* **Parts of the exercise**
a) In the text on speech-language therapy, what is the goal of assessment?
b) Carry on the text on speech-language therapy, starting after its last sentence.

* **Text**
The availability of digital technology has changed the way speech-language therapists (SLTs) interact with their clients. An internet search for technological applications for use in speech-language therapy revealed a plethora of sites promising ‘to make speech-language pathology easier, more fun, or just plain better’ (http://onlinespeechpathologyprograms.net/speech-sites/#tech-res). It is observed daily in university clinics how student clinicians use their cell phones and iPads during assessment and intervention. For the past 5 years it has also been observed that students presenting seminars on the topic ‘New advances in speech-language therapy’, often choose topics that involve the use of technology in speech-language therapy practice. The use of digital technology may also offer more appropriate, objective and unbiased ways to assess speech-language skills. Computerised assessments may, for instance, be used to screen large groups of children for speech-language problems, making it more cost-effective than individual assessments. Clinicians who are not proficient in their clients’ home languages may use computerised tests with prerecorded instructions during assessments. The use of digital assessments can also increase the reliability of assessment measures during research because the standardisation of procedures can be assured.
The goal of assessment in speech-language therapy is to obtain valid data on a child’s communication performance so that appropriate goals for clinical intervention can be formulated (Owens, 2004). The assessment of children’s narratives can provide valuable information not only about their speech-language skills, but also about their cognitive, pragmatic and social abilities (Liles, 1993). It is no surprise that narrative abilities are linked to academic success. The ability to tell a story links oral language skills and literacy, because it requires children to plan and produce decontextualised and cohesive narratives. Several studies (Botting, 2002; Hester, 2010; Paris & Paris, 2003) found a positive relationship between children’s reading comprehension and narrative abilities. Other studies found that narrative ability is one of the best predictors of academic success for children with language impairments (Bishop & Edmundson, 1987; Oakhill & Cain, 2007).

* **Entries provided**
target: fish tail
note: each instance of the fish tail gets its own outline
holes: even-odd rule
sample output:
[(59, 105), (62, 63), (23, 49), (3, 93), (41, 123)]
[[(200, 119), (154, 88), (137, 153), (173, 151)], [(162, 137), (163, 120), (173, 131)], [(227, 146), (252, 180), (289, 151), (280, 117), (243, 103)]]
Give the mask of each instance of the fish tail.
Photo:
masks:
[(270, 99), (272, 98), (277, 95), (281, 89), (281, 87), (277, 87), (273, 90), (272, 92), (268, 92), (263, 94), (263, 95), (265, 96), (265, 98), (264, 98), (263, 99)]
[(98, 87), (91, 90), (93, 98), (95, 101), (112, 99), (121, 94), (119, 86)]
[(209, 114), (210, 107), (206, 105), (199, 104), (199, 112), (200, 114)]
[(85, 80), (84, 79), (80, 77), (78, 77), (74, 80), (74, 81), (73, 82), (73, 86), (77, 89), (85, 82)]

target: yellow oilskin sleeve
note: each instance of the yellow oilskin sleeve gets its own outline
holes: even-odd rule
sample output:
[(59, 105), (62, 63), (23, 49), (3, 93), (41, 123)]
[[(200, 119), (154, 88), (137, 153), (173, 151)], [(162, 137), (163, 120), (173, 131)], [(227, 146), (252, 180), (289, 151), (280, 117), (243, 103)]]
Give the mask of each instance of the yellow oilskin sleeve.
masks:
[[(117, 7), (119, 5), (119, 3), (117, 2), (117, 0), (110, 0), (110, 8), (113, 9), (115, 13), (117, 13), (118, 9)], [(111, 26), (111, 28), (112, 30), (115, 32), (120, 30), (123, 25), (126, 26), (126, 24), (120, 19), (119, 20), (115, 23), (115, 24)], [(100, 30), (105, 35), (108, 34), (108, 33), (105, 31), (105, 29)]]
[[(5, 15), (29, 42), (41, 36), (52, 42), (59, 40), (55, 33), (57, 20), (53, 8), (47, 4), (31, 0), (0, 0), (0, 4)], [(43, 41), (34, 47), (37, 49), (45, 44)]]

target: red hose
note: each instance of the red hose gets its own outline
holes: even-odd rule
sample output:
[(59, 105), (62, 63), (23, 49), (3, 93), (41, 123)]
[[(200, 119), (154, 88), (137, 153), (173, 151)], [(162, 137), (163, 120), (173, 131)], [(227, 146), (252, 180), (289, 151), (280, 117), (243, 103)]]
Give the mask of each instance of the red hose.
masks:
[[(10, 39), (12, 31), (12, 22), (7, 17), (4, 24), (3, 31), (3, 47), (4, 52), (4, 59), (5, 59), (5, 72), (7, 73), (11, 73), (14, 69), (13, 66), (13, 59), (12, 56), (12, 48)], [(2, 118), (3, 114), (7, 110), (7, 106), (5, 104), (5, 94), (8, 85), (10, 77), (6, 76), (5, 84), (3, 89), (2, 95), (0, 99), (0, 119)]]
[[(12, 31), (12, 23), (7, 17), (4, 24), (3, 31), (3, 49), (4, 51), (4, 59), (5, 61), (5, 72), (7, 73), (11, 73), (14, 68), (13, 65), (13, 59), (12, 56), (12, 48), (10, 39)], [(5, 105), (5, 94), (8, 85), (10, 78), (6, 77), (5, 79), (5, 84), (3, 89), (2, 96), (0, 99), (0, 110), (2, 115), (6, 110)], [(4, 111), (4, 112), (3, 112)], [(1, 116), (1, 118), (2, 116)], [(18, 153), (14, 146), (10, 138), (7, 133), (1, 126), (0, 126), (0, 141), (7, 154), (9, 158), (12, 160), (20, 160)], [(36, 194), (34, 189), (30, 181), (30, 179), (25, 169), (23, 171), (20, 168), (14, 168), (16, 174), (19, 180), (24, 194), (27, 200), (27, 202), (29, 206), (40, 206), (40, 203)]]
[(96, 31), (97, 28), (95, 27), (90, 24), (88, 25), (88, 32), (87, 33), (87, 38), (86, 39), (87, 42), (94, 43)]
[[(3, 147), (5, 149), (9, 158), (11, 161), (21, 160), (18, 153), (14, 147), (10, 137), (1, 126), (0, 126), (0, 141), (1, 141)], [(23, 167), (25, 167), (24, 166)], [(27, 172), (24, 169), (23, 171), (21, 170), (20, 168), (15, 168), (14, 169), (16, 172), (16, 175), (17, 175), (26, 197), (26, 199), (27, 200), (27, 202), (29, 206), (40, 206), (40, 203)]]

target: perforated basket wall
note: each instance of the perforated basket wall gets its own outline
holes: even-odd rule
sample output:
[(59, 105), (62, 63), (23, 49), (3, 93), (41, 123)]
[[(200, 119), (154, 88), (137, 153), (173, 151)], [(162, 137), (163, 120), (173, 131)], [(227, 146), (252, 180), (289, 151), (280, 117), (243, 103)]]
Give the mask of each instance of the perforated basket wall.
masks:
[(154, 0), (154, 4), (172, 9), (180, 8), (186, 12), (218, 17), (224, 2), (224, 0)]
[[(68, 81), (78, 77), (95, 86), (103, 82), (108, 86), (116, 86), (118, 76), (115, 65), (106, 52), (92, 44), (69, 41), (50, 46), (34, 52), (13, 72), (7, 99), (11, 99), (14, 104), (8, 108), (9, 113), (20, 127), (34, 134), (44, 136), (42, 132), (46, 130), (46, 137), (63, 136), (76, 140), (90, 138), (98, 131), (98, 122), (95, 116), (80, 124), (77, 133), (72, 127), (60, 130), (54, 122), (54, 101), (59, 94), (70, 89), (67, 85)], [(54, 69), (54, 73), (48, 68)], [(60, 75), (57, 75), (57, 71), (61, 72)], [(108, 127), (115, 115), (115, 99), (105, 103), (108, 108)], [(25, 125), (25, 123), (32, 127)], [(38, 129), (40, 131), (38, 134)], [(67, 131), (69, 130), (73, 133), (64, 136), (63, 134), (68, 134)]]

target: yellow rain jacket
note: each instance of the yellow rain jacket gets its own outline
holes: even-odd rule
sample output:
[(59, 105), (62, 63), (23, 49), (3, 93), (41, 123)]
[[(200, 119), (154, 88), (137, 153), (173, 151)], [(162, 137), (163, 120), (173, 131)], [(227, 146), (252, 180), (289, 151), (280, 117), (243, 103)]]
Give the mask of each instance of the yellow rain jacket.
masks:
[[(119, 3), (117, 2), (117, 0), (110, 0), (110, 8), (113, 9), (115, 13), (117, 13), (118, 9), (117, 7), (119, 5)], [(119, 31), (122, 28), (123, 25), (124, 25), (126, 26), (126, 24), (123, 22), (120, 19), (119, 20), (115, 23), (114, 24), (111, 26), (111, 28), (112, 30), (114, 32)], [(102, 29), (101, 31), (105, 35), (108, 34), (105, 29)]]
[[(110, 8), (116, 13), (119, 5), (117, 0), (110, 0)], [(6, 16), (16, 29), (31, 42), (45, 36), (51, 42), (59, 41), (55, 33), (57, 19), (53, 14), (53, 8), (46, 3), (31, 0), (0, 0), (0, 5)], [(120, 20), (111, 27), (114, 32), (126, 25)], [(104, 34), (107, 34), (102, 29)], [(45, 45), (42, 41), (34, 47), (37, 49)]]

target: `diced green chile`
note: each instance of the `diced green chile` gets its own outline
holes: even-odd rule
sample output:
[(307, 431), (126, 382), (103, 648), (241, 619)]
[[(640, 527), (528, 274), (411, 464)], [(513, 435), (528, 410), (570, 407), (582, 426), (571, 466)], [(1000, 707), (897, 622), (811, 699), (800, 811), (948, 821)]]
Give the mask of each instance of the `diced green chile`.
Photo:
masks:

* **Responses for each task**
a) To obtain valid data on a child's communication performance so that appropriate goals for clinical intervention can be formulated.

b)
The selection of inappropriate stimuli to elicit narratives or assessment procedures that are unfamiliar to children may result in language samples that do not reflect the child’s true ability and even lead to misdiagnosis. In contrast with traditional methods such as wordless picture books and sequence cards, videos and animated sequences may be more suitable to elicit narratives in South African children because they may be more familiar with information communication technologies than print texts. It can be speculated that retelling favourite televised stories may be a more common experience for them than retelling stories from other sources like storybooks. More dynamic visual modality story presentations, such as animated stories or sequences, may therefore represent more naturalistic and familiar contexts to assess their narratives.
This article reports the findings of a study that investigated whether silent animated videos elicit better narratives than a wordless picture book from typically developing grade 3 children. The quality of narratives was judged in terms of micro- and macrostructural variables. No other studies were found that compared children’s narratives elicited by these two tasks using the same pictorial content. The next section will provide a brief overview of the existing literature about animation and static pictures as presentation formats and the use of visual and auditory tasks to elicit narratives for language assessment of children.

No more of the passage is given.